Pratique d’écriture de L’autre Parole.

Pratique d’écriture de L’autre Parole.

Réécriture féministe de la Bible

Par Léona Deschamps et Monique Dumais, Houlda

Aujourd’hui, L’autre Parole s’avère une collective de femmes chrétiennes et féministes formée de divers groupes de réflexion ou d’action sur la condition des femmes dans l’Église et dans la société. Les groupes sont répartis dans diverses villes de la province québécoise : Rimouski, Québec, Montréal, Sherbrooke  et Gatineau.

L’autre Parole est née d’une simple invitation adressée par Monique Dumais le 14 avril 1976, à une quinzaine de Québécoises travaillant dans le domaine de la théologie ou des sciences religieuses, invitation suggérant un éventuel regroupement dont les objectifs seraient de désexiser  les pratiques et le discours religieux, puis d’assurer l’affirmation d’une présence et d’une parole de femme dans cet univers sexiste qu’est l’Église. C’est ainsi que le 14 août de la même année, Monique accueillait dans sa résidence à Rimouski, Louise Melançon, professeure de théologie à l’Université de Sherbrooke, Bibianne Beauregard, candidate à la maîtrise en théologie au même endroit et Marie-Andrée Roy, bachelière en théologie de l’Université de Montréal.

Après six heures d’échange et de convivialité, il fut décidé que l’on s’impliquerait au niveau de la recherche (reprise des discours théologiques en tenant compte des femmes) et au  plan de l’action (démarches concrètes pour une participation entière des femmes dans l’Église).

Ce même jour, naissait un modeste feuillet d’informations, de stimulation d’idées et de réactions qui  paraîtrait, par la suite, au début de l’automne, de l’hiver et du printemps. Dès septembre 1976, un exemplaire de quatre pages était adressé à 125 femmes susceptibles de s’y intéresser. La dénomination du groupe L’autre Parole, semble avoir  été inspirée de Parole de femme, d’Annie Leclerc (Grasset, 1974) « pour que notre parole éclate avec force dans l’enceinte de la théologie québécoise » (L’autre Parole ,no 1, 1976)

Dès l’origine de la Collective, trois théologiennes, prennent la liberté de penser, d’écrire et d’agir en faveur de la promotion des femmes et du message libérateur de l’Évangile : « Ce qui nous tient à cœur , c’est l’égalité et la justice […] c’est que l’on partage les pouvoirs, que l’on s’autogère, et que dans l’Église, les femmes côtoient des frères plutôt que des pères. » (L’autre Parole, no 4, 1977).

Rapidement, des femmes se joignent aux trois fondatrices pour partager leur réflexion. Ainsi naît un comité de coordination qui faciliterait  la circulation des réflexions féministes entre les sous-groupes de Rimouski, Sherbrooke et Montréal.

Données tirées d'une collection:
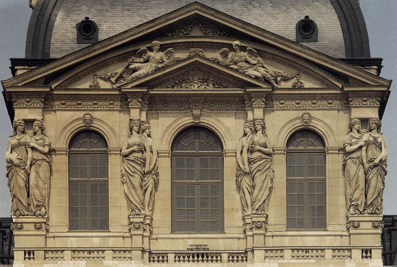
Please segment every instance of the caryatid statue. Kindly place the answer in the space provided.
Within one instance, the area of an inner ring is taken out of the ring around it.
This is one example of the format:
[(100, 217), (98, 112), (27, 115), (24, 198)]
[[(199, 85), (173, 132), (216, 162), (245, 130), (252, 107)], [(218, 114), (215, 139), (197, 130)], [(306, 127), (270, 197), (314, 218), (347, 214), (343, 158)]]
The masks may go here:
[(141, 134), (140, 120), (131, 120), (129, 135), (121, 149), (121, 182), (130, 215), (145, 213), (143, 184), (150, 160), (150, 153), (145, 152), (150, 151), (146, 138)]
[(369, 119), (369, 129), (363, 139), (368, 144), (361, 149), (361, 157), (365, 172), (365, 213), (383, 214), (383, 190), (386, 167), (387, 148), (380, 131), (382, 124), (378, 118)]
[(30, 215), (28, 192), (32, 149), (27, 146), (30, 137), (26, 133), (23, 120), (14, 120), (12, 126), (13, 133), (8, 139), (6, 151), (6, 176), (11, 193), (11, 215)]
[(51, 143), (45, 134), (44, 122), (37, 119), (33, 123), (33, 134), (27, 146), (32, 150), (31, 165), (29, 176), (29, 192), (33, 214), (48, 215), (50, 193), (50, 156)]
[(346, 186), (346, 206), (348, 214), (364, 213), (365, 204), (365, 175), (361, 160), (361, 147), (367, 146), (363, 140), (359, 119), (353, 118), (349, 123), (350, 131), (343, 139), (345, 154), (343, 158), (343, 173)]
[(251, 135), (253, 126), (252, 121), (247, 121), (244, 123), (244, 134), (237, 144), (236, 185), (240, 194), (244, 216), (251, 215), (252, 213), (252, 180), (250, 173), (249, 166), (244, 165), (243, 152), (247, 140)]
[(249, 166), (252, 181), (252, 214), (267, 215), (273, 189), (273, 148), (263, 119), (254, 119), (252, 133), (243, 152), (244, 166)]
[(149, 162), (146, 164), (149, 167), (145, 169), (143, 176), (144, 213), (146, 215), (152, 215), (154, 193), (158, 187), (158, 156), (154, 140), (150, 136), (151, 129), (149, 123), (143, 122), (142, 128), (143, 134), (146, 138), (150, 149), (146, 153), (150, 155)]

== CONSIGNE DE L'EXERCICE ==
Poursuivez le texte sur les débuts de L'autre Parole, en reprenant juste après sa dernière phrase.

== RÉPONSE ATTENDUE ==
Au cours des décennies, le bulletin, d’abord feuillet de liaison, est devenu une revue publiée au rythme des saisons.  Habituellement, la parution estivale propose des divertissements féministes, celle de l’hiver relate les contenus du colloque de l’année, puis celles de l’automne et du printemps offrent des analyses féministes pertinentes.  Avec son 105e numéro paru au printemps dernier, la revue L’autre Parole s’avère la plus ancienne publication féministe non subventionnée présentant une théologie québécoise où se déconstruisent peu à peu les structures patriarcales et se tissent les libertés des femmes en vue de créer une ekklèsia de type féminin. Bientôt, sur les branches mères de la collective L’autre Parole sont apparus d’autres groupes : Vasthi, Bonne Nouv’ailes, Myriam, Houlda, Phoébé, Marie Guyart et Déborah.

Plusieurs thèmes de réflexion ont retenu l’attention des groupes. Selon les traces laissées par les revues, on peut classer les études menées et les actions poursuivies selon trois foliations : dossiers chauds,  dossiers reliés au changement social et dossiers  démontrant une nouvelle manière de vivre en Église.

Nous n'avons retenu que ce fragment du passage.